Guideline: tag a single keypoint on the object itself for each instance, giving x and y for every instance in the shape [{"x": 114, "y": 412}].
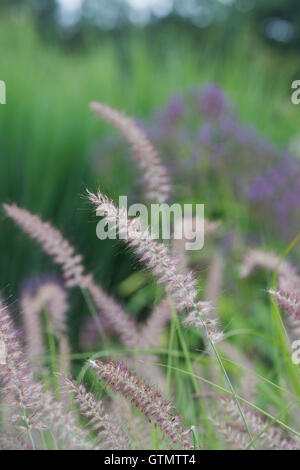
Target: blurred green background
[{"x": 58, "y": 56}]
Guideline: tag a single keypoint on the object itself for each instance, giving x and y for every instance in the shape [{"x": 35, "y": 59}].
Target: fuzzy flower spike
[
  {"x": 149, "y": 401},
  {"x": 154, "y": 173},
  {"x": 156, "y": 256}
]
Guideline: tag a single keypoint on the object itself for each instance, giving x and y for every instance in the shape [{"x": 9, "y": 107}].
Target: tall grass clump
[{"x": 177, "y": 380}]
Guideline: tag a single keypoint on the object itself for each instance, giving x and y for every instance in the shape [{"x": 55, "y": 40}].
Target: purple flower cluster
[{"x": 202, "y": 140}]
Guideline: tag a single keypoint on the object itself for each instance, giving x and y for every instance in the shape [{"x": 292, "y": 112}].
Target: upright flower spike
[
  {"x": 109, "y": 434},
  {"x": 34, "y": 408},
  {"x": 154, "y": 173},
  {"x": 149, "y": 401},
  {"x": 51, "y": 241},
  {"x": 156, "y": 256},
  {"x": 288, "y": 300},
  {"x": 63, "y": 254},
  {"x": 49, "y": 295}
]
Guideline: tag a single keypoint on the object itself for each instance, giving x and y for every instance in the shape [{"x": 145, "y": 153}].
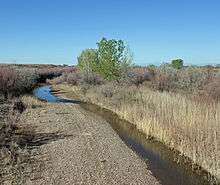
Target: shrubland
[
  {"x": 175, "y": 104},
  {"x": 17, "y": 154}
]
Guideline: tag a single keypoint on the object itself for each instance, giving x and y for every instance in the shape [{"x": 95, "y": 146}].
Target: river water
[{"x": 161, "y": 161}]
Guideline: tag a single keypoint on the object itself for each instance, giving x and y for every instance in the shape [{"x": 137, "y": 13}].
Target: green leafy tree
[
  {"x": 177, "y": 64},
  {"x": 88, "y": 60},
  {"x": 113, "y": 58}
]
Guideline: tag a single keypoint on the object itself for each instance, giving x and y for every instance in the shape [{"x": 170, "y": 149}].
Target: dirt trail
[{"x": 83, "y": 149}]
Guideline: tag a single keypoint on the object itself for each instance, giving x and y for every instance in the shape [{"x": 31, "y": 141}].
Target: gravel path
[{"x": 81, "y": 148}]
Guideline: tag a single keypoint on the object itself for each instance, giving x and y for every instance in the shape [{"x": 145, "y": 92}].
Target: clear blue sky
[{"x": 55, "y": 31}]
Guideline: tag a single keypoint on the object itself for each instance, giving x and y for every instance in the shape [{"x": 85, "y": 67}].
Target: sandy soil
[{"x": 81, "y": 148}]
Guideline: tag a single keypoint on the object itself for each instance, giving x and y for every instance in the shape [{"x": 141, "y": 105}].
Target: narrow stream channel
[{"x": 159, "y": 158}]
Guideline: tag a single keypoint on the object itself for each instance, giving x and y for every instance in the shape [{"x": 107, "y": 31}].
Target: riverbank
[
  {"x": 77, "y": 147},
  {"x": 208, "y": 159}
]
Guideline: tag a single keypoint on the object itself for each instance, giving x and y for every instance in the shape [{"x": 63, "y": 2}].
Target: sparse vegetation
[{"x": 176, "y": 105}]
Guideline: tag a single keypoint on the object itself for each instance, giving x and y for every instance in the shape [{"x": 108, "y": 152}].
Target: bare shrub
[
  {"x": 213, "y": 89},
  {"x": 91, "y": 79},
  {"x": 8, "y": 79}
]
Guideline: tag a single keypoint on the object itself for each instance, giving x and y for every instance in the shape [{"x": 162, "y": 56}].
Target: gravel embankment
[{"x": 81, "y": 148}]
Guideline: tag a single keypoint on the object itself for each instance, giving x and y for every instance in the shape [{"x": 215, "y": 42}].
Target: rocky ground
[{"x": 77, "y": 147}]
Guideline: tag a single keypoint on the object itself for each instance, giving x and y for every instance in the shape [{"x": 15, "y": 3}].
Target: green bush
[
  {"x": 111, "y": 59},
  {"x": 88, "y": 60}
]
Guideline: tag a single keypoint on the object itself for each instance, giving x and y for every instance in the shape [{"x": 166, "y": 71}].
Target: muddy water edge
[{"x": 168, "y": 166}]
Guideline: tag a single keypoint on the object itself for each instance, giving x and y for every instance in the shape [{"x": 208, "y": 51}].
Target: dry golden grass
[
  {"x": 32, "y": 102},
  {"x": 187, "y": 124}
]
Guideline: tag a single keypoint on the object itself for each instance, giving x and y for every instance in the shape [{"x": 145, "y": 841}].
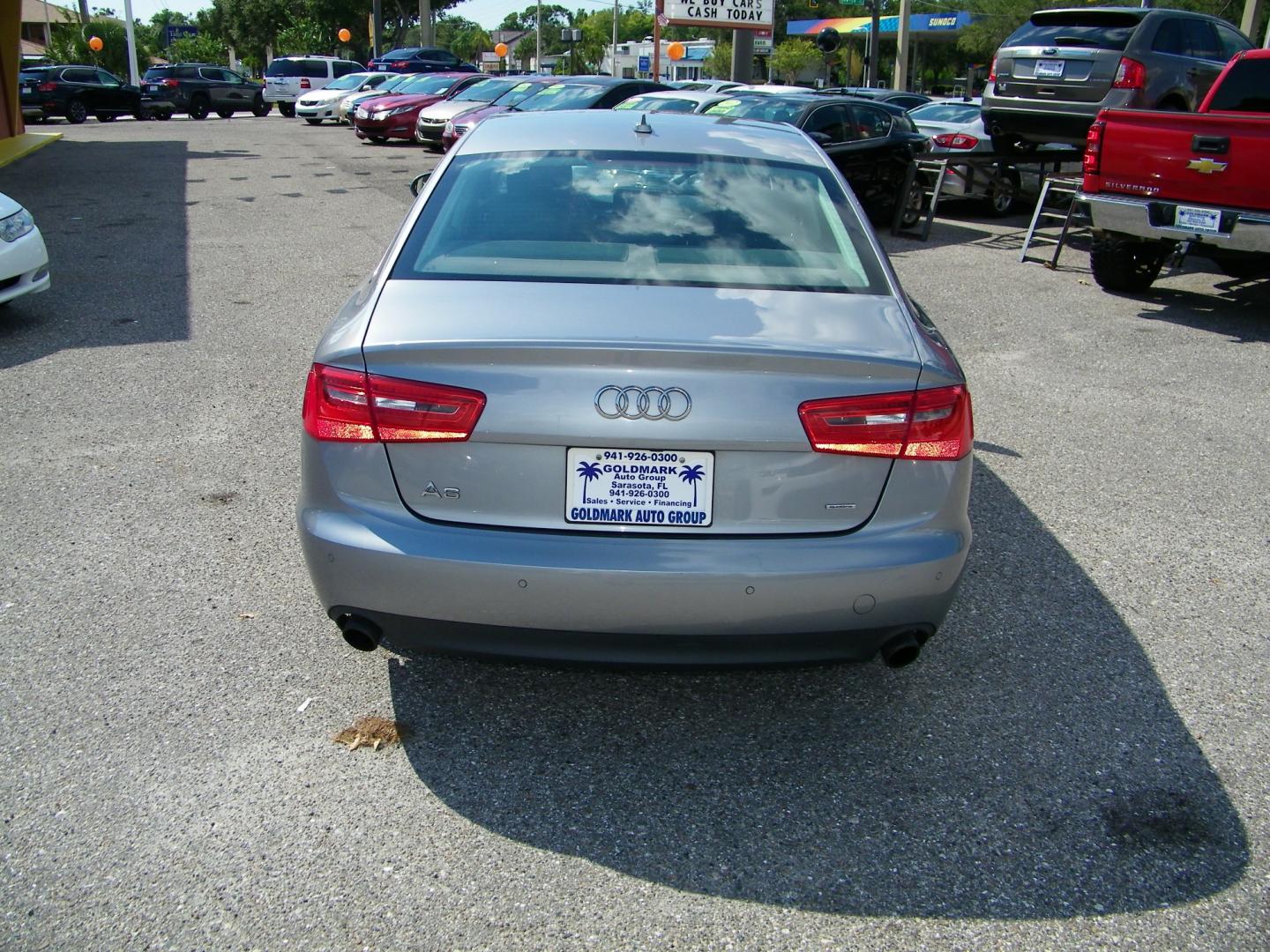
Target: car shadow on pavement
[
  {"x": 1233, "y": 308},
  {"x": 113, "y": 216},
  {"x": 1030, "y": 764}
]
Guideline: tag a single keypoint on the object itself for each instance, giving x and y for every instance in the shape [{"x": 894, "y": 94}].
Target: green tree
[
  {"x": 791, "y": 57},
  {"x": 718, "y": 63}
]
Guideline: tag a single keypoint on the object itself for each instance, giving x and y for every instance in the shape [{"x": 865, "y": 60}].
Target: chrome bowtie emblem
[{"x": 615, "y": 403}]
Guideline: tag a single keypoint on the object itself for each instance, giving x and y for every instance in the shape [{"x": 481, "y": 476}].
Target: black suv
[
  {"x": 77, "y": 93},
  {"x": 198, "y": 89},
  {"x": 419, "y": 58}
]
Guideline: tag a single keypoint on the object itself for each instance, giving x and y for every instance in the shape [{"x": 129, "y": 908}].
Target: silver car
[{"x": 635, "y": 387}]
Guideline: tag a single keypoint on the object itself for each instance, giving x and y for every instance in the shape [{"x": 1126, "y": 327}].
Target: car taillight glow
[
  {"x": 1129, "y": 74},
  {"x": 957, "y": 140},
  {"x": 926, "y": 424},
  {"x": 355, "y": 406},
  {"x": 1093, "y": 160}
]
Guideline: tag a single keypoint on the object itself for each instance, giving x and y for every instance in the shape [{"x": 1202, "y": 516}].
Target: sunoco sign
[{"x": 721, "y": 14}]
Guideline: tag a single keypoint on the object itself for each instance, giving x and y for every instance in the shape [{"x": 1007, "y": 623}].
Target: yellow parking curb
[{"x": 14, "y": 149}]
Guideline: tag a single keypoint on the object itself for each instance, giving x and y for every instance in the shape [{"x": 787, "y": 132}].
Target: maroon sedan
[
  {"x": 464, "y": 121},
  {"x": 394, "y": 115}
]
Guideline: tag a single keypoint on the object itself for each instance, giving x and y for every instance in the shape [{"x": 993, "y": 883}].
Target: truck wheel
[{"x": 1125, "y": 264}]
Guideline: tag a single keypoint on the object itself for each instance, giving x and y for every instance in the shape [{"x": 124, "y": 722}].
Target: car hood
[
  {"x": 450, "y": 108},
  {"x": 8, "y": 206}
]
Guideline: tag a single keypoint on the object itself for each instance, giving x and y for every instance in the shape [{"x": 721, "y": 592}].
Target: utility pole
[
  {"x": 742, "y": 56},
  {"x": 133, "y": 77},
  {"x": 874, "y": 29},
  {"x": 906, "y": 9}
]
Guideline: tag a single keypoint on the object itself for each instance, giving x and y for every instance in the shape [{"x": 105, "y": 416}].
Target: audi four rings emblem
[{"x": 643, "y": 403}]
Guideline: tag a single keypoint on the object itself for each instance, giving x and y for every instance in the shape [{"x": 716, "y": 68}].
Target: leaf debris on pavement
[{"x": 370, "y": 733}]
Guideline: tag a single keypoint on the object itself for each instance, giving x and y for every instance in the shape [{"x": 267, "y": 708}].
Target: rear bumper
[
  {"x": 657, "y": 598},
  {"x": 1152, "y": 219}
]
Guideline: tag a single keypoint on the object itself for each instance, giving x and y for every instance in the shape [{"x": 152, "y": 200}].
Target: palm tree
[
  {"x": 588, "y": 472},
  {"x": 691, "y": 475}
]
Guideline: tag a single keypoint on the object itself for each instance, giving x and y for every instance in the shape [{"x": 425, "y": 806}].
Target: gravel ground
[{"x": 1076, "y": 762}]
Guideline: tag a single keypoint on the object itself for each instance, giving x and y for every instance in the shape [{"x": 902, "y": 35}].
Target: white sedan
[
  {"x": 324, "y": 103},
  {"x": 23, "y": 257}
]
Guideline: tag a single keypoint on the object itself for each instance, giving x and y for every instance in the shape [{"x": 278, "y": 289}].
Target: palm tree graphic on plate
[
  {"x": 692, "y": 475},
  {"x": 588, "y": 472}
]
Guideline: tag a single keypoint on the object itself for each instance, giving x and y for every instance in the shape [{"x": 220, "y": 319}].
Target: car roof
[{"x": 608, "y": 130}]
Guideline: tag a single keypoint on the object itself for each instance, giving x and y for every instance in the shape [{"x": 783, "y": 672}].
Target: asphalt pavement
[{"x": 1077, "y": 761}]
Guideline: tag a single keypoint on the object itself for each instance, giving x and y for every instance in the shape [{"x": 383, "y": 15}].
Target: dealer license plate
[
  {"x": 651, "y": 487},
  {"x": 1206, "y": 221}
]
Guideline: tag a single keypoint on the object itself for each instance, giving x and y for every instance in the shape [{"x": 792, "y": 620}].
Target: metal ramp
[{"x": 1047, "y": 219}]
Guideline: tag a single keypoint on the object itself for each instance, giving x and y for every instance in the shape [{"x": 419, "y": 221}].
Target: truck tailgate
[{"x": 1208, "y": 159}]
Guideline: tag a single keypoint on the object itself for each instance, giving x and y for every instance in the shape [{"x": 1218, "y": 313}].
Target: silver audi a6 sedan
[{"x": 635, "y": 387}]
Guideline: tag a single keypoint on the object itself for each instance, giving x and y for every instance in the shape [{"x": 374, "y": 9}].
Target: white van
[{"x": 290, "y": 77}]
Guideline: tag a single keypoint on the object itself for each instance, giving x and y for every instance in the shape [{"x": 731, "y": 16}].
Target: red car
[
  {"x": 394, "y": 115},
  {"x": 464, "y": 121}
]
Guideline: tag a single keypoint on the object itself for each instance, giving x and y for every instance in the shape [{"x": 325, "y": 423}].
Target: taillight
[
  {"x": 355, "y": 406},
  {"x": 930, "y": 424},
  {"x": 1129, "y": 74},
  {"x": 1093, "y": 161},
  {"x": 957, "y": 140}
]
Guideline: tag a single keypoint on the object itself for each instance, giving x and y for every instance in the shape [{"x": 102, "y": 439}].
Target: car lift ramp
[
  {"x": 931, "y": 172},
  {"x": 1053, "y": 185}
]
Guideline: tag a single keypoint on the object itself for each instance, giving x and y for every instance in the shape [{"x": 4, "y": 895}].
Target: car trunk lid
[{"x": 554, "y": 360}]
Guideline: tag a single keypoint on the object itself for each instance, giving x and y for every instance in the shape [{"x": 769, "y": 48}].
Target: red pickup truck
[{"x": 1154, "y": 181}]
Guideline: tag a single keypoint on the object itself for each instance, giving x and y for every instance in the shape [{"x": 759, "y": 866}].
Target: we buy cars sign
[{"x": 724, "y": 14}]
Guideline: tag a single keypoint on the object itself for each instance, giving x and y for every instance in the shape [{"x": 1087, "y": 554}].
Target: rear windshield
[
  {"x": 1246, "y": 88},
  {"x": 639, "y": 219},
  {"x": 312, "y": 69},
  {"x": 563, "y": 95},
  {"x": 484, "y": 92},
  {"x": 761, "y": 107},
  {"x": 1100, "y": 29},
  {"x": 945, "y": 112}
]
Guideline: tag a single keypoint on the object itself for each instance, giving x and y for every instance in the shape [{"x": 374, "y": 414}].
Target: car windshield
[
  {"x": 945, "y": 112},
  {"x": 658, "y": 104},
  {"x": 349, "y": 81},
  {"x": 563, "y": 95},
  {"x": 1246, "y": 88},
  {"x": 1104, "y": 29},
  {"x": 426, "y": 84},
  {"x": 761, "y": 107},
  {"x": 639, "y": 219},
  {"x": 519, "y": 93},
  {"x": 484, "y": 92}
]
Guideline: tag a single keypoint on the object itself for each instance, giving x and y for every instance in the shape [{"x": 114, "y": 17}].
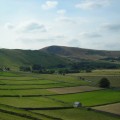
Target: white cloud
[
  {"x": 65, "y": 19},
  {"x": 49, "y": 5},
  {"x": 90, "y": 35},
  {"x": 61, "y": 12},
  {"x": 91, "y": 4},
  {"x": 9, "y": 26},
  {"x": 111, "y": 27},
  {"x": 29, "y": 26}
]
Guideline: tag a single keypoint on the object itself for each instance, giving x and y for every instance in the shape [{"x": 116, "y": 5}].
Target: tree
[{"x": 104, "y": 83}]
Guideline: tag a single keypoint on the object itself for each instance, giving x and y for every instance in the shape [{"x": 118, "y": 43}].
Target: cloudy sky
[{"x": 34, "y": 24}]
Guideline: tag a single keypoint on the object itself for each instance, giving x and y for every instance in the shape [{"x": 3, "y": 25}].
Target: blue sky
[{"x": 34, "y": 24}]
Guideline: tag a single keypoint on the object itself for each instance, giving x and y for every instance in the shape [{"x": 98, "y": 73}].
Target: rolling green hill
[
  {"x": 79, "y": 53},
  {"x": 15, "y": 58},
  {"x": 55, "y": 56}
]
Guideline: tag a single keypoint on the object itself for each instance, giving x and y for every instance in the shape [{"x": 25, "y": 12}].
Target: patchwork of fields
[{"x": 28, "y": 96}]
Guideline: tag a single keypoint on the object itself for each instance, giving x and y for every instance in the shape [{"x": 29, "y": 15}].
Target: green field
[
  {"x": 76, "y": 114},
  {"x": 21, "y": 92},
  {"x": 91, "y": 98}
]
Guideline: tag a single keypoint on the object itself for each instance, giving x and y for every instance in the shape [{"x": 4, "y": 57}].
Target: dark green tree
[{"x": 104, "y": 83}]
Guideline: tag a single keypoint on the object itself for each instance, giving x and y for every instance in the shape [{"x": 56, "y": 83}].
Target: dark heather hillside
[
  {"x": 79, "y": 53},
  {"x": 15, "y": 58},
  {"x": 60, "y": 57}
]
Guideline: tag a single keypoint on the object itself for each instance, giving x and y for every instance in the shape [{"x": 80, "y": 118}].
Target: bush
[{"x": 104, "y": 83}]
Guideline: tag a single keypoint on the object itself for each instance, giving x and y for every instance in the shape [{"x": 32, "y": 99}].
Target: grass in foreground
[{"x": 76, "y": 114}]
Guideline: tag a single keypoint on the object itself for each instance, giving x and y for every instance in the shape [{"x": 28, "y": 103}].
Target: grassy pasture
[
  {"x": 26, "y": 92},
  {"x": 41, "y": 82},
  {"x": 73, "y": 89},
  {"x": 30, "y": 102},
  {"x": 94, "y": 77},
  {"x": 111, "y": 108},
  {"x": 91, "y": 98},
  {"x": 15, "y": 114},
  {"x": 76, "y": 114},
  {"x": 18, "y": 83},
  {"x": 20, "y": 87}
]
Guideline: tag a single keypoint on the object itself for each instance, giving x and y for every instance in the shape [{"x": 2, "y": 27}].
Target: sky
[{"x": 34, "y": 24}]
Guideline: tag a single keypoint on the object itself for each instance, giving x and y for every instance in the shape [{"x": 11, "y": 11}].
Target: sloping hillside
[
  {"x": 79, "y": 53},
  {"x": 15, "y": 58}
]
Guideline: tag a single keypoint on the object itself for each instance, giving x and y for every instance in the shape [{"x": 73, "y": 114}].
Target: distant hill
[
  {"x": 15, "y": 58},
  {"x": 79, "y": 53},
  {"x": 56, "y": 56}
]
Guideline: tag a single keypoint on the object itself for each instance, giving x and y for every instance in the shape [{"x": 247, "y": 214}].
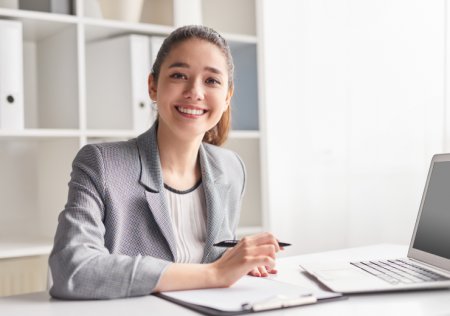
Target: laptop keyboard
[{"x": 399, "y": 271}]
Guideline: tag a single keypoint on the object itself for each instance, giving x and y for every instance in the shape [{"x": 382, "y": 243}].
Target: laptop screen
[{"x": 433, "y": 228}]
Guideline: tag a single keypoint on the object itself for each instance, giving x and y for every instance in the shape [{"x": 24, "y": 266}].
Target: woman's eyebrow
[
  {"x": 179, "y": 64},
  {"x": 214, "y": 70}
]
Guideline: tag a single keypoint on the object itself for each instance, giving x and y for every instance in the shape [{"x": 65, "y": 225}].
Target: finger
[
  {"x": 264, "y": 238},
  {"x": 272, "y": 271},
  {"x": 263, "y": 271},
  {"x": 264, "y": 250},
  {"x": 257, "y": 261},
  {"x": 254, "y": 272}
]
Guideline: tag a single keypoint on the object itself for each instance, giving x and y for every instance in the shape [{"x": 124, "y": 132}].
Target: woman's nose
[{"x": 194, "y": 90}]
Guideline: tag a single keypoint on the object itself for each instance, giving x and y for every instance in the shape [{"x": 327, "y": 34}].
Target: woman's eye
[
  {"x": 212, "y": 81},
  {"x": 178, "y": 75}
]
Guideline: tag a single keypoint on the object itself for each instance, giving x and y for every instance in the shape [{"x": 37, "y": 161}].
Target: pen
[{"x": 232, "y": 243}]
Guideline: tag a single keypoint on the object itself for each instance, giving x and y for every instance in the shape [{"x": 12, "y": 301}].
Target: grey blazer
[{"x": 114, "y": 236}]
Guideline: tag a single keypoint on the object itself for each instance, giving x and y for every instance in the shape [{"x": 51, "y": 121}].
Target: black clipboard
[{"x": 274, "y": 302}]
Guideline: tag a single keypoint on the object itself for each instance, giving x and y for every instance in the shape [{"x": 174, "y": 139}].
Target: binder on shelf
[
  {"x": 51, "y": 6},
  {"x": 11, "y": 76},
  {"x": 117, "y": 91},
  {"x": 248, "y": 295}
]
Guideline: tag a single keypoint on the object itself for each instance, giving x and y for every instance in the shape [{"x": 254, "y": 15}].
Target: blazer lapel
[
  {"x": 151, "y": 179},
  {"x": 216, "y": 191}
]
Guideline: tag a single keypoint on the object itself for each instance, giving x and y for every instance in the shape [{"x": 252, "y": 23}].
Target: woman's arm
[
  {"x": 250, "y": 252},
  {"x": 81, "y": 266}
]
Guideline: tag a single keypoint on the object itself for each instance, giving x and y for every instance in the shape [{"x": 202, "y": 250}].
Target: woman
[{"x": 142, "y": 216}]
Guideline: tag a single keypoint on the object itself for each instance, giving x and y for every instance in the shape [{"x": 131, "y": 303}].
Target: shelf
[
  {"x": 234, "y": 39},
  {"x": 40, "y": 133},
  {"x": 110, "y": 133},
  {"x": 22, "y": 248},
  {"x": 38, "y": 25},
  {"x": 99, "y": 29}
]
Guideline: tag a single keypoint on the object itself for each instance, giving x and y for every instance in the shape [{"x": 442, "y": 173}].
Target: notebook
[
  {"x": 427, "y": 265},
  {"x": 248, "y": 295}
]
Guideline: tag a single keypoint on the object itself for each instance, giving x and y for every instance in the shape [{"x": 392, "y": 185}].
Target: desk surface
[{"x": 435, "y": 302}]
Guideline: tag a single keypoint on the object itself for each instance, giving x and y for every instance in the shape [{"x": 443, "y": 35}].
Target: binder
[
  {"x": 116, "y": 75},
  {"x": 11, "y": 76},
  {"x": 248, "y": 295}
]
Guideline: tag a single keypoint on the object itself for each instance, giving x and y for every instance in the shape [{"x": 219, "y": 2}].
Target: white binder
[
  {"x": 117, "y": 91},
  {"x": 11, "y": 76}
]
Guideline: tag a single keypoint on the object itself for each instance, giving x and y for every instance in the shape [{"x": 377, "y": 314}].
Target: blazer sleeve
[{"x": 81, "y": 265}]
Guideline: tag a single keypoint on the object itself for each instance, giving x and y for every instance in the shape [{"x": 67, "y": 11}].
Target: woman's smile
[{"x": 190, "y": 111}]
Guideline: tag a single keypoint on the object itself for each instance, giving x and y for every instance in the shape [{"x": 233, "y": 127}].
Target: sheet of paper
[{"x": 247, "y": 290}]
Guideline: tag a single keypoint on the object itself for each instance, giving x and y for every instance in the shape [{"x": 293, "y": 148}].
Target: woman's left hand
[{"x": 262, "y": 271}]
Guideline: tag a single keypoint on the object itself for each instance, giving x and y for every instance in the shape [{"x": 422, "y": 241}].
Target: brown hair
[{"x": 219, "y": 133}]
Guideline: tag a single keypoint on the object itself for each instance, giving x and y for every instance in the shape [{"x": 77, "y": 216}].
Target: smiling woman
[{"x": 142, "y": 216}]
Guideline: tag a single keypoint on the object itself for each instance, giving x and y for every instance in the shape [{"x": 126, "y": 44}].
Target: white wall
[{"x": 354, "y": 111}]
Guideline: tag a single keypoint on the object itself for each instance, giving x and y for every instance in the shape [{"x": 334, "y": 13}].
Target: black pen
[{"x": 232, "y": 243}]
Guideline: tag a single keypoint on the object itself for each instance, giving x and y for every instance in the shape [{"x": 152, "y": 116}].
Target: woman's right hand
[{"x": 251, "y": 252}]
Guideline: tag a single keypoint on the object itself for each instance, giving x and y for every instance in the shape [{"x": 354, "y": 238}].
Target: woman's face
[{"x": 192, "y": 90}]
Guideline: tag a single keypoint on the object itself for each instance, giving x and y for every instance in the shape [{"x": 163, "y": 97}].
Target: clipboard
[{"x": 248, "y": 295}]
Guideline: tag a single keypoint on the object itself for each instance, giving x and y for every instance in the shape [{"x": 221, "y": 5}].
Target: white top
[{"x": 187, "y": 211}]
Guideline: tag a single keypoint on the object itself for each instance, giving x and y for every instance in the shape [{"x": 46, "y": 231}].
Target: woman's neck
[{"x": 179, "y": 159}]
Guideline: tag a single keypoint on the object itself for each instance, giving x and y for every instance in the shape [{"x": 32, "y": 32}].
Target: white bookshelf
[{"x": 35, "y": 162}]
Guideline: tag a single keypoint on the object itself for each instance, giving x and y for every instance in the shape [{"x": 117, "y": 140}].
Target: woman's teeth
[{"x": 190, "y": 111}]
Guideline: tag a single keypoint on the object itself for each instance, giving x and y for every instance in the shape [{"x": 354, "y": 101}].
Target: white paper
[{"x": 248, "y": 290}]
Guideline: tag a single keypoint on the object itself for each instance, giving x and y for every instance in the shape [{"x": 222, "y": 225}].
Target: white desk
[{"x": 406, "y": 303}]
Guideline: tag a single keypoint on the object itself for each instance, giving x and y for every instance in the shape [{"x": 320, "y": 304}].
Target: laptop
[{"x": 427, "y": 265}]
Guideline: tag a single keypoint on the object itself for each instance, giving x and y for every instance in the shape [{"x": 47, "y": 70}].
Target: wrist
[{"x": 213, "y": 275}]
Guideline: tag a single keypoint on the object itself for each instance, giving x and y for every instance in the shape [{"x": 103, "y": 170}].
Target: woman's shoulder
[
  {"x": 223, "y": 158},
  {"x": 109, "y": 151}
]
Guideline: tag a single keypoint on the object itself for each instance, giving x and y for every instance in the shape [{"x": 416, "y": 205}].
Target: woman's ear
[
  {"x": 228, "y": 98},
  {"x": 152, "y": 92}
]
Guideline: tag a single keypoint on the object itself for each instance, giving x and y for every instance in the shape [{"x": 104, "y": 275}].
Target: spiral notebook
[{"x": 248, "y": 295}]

**YOUR OBJECTIVE**.
With the entries above as the source, set down exactly the lines from the one holding "Target: woman's shoulder" through the last line, both ends included.

**RESPONSE TO THE TASK**.
Target: woman's shoulder
[
  {"x": 223, "y": 158},
  {"x": 109, "y": 151}
]
Guideline: tag a single keypoint on the object itself for each instance, giving x and y for every instance in the shape [{"x": 416, "y": 205}].
Target: woman's ear
[
  {"x": 228, "y": 98},
  {"x": 152, "y": 92}
]
Guideline: tag a single keypoint on the object itself for each instance, giving x and y for every instance in the shape [{"x": 104, "y": 275}].
Target: spiral notebook
[{"x": 248, "y": 295}]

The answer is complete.